Image location labeling entries:
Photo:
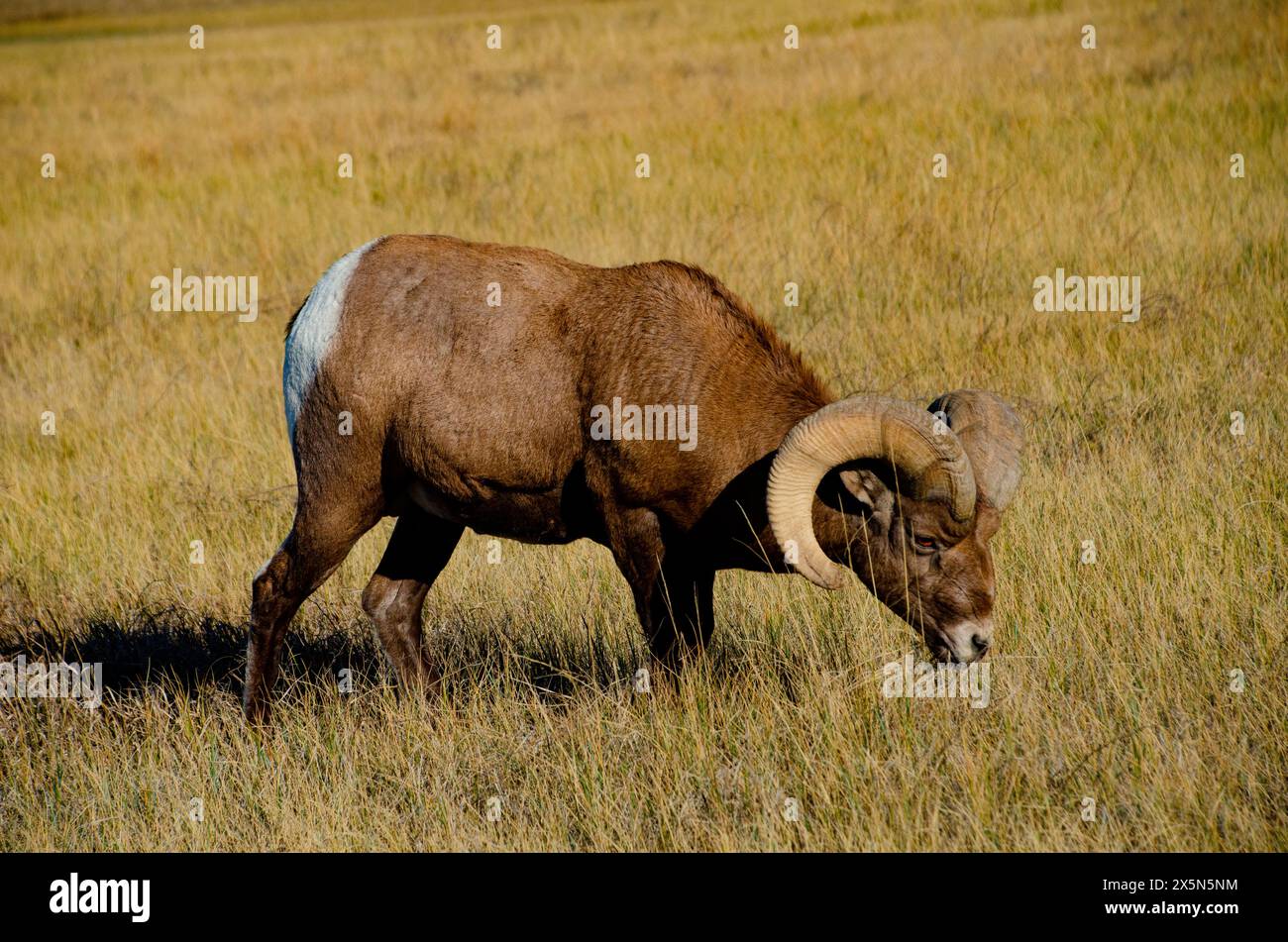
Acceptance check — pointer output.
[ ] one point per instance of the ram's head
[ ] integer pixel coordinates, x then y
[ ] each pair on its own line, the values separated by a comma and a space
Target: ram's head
907, 498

Problem statement – Please retype every line of the entries above word for word, omitting the pictures.

Exercise answer –
Photo:
Acceptance check — pointer output.
[ ] one point per instance of the ram's head
[ ] integer pixel coordinates, x then y
[ ] each pair on its own line, the values separated by a comma and a space
Target: ram's head
907, 498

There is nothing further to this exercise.